Reproduce each of the following records verbatim, leaving out the pictures.
^^^^
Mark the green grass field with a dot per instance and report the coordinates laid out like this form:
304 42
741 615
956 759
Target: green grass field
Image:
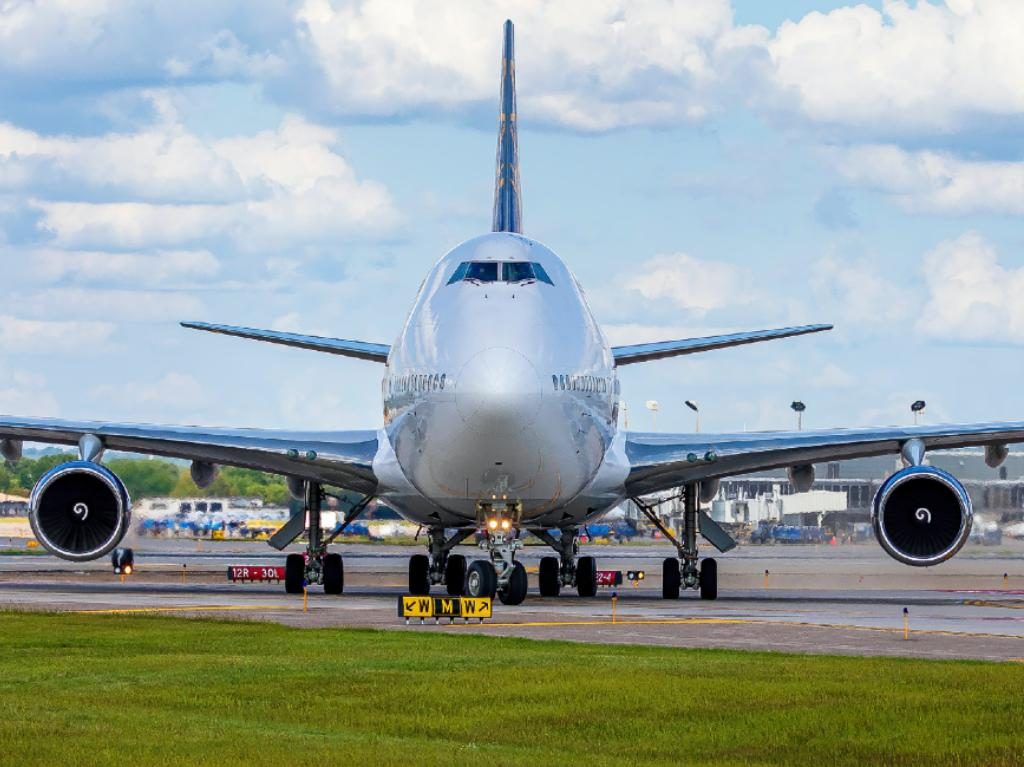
^^^^
● Reply to the exercise
Mark the green grass field with a dot per instance and report the coordinates laid out like this form:
304 42
741 615
956 759
Target: green grass field
Image:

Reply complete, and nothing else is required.